- [PAGE EXCERPT]
'''
Far like I don’t recognize me… and as soon as the pandemic was declared “over,” I feel like we accelerated headfirst into the worst of pre-COVID work culture, with surveillance, coercion, and conformity dressing up in the emperor’s finest clothes and calling themselves community-building. I am clutching with closed fists the boundaries I try to maintain between my full, real self and the one I must inhabit between the hours of 9 a.m. and 5 p.m., and in one instance from a few months back, I disappointed my self by making a petty comment about someone that I shouldn’t have, because whispered snark is often the conduit for channeling frustration at each other instead of towards someone more powerful with a heftier check.[3] I like my self the least on any given Monday until the sun sets, and then I am too tired to step back into the self whose fragments I left at home.
Lately, I’ve been finding it very difficult to reconcile the pressure to act “normal” as if even one of the million and counting lives that have been lost to COVID did not mean anything, as if people are not repressing and denying themselves round the clock for jobs that do not keep the cupboards full nor allow [what shouldn’t be] the leisure of pursuing pleasure or finding rest just for the sake of it, as if every single office and committee and system is not currently designed to ensure that the aforementioned tragedies keep happening so that the [at times, rarely] benevolent and wealthy few can have an embarrassment of abundant resources to spend and enjoy as they wish. I will save the rest for my journal, and as my friend Ami says, “If I [talk] about a job, it’s hypothetical or I’m lying.”
'''
- [DATA]
'''
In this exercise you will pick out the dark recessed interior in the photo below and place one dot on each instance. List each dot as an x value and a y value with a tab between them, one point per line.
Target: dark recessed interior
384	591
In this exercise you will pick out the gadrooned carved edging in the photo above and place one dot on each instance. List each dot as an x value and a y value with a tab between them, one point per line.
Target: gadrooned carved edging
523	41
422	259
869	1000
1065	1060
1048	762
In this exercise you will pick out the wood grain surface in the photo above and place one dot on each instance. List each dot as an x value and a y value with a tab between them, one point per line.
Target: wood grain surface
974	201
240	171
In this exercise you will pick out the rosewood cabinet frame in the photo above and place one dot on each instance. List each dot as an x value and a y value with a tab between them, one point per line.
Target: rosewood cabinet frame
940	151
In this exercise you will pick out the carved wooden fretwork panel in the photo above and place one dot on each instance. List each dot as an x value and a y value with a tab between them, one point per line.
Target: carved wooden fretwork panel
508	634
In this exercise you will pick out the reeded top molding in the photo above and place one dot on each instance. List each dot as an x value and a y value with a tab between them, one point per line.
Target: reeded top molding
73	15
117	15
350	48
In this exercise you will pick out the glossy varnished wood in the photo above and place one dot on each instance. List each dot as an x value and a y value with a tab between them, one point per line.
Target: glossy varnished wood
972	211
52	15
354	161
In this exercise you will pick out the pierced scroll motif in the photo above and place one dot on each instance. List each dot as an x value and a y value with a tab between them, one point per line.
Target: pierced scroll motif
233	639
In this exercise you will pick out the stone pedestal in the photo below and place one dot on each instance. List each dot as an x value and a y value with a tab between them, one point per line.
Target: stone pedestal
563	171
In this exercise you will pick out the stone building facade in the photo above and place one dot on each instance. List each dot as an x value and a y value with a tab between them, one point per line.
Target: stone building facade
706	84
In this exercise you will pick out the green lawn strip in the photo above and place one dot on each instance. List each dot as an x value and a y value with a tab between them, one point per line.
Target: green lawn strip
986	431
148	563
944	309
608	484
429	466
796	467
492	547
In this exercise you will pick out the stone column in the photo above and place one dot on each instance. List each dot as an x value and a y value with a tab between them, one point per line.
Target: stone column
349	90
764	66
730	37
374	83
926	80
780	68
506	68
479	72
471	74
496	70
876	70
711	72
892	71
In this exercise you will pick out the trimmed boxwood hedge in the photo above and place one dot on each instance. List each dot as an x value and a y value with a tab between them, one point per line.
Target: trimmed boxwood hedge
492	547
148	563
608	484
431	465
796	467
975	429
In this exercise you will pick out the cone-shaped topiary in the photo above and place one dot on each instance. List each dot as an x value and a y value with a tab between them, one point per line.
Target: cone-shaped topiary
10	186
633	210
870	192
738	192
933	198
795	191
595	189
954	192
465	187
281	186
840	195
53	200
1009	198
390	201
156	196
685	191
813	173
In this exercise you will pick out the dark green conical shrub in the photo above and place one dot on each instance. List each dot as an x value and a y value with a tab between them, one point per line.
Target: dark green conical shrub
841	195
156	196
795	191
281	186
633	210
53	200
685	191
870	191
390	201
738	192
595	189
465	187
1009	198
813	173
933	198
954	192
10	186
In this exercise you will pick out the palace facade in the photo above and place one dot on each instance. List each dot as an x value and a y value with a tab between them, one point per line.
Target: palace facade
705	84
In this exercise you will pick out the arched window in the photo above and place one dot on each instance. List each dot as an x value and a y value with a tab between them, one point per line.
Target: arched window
'''
- [YOUR ASSIGNMENT]
In the excerpt on post-pandemic work culture, what does the writer call the conduit for channeling frustration at each other instead of toward someone more powerful?

- [WRITTEN SOLUTION]
Whispered snark.